### EXERCISE REQUIREMENTS
1. According to the article on New Orleans's post-hurricane Mardi Gras plans, how much money does Mardi Gras bring into the local economy each year?
2. Continue the article on New Orleans's post-hurricane Mardi Gras plans, starting after its last sentence.

After the city announced plans for smaller and fewer Mardi Gras parades, dissatisfied krewes protested. Responding to the pressure, an advisory panel to Mayor C. Ray Nagin recommended Wednesday that an additional weekend be included in an abbreviated Mardi Gras parade season. The mayor is expected to agree to a pre-Lenten Carnival season of eight days, instead of the customary 12, culminating Feb. 28 on Mardi Gras Day (known in English as Fat Tuesday).
Yet while city officials and merchants are desperate for symbols of recovery and renewal, some residents are concerned about the message that will be projected when New Orleans holds a giant party in a hurricane’s catastrophic wake.
The coming Mardi Gras will celebrate 150 years of New Orleans’s parade tradition and, officials hope, provide a fiscal bloody mary for a hung-over economy that has suffered a shutdown of vital tourism and a layoff of half of the municipal work force.
Mardi Gras pumps $1 billion directly and indirectly into the local economy each year, the equivalent of several Super Bowls, city officials say.
While Carnival is intended to signal that New Orleans is open for business again, residents say they also need the celebration for themselves, to affirm the city’s essence - a piquant improvisation evident in the food, music, irreverence and self-indulgence.
"If not one tourist comes to town, Mardi Gras will still serve its initial purpose - entertaining local people," said Ed Muniz, founder and captain of the Krewe of Endymion, which holds one of the largest and most lavish Mardi Gras parades. "I think the locals need a celebration of life. The funeral has got to end, and the recovery has got to begin."
City and Mardi Gras officials say they are confident that the 2006 Carnival season can be of high quality. But several issues, mostly financial, remain unresolved.
At a tense planning meeting on Monday, Warren J. Riley, the acting police superintendent, said his department welcomed Mardi Gras, understood its social and financial importance and could provide adequate protection for paradegoers. But Superintendent Riley also said there was no money budgeted to pay overtime to New Orleans’s 1,442 police officers. All parades will have to follow one route, down St. Charles Avenue, and each day’s parading can last no longer than eight hours, he said.
"We do not have $5 for overtime," Superintendent Riley said, explaining that such costs ran as high as $300,000 to $400,000 on weekends during Mardi Gras.
The city reconsidered that position on Wednesday, saying it was seeking to raise an additional $1.5 million to extend Mardi Gras over two weekends and to pay for overtime on several days. Krewes have agreed to relax a prohibition on corporate sponsorship of Mardi Gras, but say they will not allow corporate logos on floats.
Wednesday’s recommendation came after warnings by krewes that 10 parades might be canceled or moved. Mr. Muniz, the Endymion captain, said Monday that plans to trim Mardi Gras were sending a message to tourists "not to come." He threatened to move his parade to adjacent Jefferson Parish.
"I want to be in New Orleans, but if I’ve got to cut my parade in half, I’m not going to parade in New Orleans," said Mr. Muniz, whose krewe has 2,300 members.
On Wednesday, Mr. Muniz said he felt assured that overtime money would be raised to accommodate his parade in full.

### PROVIDED DATA

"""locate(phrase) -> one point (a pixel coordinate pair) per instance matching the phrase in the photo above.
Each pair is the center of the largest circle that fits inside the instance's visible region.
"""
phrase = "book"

### EXERCISE ANSWERS
1. About $1 billion, directly and indirectly.

2.
The Krewe of Zulu, established in 1909 and representing a cross section of African-American society, will decide on Dec. 4 whether to participate in the coming Mardi Gras. Many of the krewe’s 500-plus members lived in the heavily damaged New Orleans East section and remain out of town and out of contact, said Andrew Pete Sanchez, the club’s chairman of Carnival activities.
"The feeling is mixed," Mr. Sanchez said. "Those who have returned home support participation. Those in opposition want to be able to come home first."
The decorated coconuts thrown by Zulu’s members are among the most distinctive and sought-after Mardi Gras trinkets. "There’s no Mardi Gras without Zulu," said Arthur Hardy, a Carnival historian and publisher of a definitive Mardi Gras guide. "They’re just too much part of the celebration."
Among other possible casualties are the Mardi Gras Indians, African-Americans who dress in elaborately feathered costumes in honor of Indians who helped runaway slaves. The Mardi Gras Indians celebrate with theatrical confrontations among "tribes," but some find themselves short of the material and thousands of dollars needed to make their costumes, said Alfred Doucette, big chief of the Flaming Arrows tribe.
"I don’t have no more supplies," Mr. Doucette said. "I need feathers and stuff."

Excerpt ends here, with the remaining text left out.